[Task directions]:
Update the entries starting at the line that contains "In the photo above, where can the mountain ridge" and ending at the line that contains "column 289, row 39" by replacing "mountain ridge" with "mountain crest", leaving everything else unchanged.

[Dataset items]
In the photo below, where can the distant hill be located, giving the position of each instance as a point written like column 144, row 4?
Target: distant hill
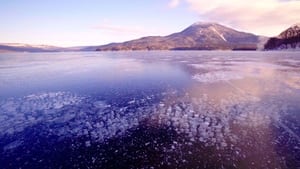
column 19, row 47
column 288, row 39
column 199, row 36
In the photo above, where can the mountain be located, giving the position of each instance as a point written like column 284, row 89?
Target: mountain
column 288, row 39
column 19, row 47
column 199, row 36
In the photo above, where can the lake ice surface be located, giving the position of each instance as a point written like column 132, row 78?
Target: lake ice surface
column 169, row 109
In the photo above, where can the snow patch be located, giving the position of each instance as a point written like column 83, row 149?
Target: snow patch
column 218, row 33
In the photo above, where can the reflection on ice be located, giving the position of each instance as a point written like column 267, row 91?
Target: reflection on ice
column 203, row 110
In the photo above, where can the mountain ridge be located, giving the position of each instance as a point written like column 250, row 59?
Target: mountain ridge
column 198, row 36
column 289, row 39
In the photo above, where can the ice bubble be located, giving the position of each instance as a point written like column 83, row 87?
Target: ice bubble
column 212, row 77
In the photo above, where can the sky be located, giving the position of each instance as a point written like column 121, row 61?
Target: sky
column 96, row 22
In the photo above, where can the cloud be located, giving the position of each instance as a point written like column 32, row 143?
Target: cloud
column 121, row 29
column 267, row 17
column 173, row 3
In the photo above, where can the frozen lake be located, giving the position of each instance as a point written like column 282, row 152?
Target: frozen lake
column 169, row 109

==

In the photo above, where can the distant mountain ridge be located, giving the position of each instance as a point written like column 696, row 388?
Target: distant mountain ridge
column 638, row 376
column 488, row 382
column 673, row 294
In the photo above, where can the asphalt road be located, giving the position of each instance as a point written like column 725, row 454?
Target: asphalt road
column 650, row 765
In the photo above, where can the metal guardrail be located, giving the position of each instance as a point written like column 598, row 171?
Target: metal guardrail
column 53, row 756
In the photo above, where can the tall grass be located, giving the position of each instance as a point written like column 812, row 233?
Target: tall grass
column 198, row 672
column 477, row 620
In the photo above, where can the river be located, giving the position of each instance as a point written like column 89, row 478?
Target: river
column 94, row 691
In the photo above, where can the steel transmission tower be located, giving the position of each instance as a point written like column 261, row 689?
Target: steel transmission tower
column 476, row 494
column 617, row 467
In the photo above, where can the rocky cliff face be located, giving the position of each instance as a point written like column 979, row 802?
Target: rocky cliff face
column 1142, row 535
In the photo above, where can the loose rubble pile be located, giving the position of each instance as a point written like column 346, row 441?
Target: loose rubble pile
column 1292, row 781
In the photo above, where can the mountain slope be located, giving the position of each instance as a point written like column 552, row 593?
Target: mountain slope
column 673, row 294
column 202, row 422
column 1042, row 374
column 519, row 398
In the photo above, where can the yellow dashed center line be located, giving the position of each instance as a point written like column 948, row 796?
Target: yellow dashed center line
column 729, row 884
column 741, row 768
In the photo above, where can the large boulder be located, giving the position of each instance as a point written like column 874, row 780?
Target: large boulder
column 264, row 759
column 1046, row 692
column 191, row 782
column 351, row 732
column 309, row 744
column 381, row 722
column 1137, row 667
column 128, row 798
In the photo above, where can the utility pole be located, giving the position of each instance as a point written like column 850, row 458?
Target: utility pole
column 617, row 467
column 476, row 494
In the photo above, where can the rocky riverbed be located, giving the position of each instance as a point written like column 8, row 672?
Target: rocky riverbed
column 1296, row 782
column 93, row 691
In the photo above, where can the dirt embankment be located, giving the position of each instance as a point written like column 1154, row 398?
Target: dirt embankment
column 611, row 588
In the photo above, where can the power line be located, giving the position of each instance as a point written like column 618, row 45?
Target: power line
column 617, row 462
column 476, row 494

[Written reply]:
In the photo above, where can the mountain crest be located, giving the position of each instance as a point written like column 250, row 59?
Target: mountain crest
column 198, row 36
column 289, row 39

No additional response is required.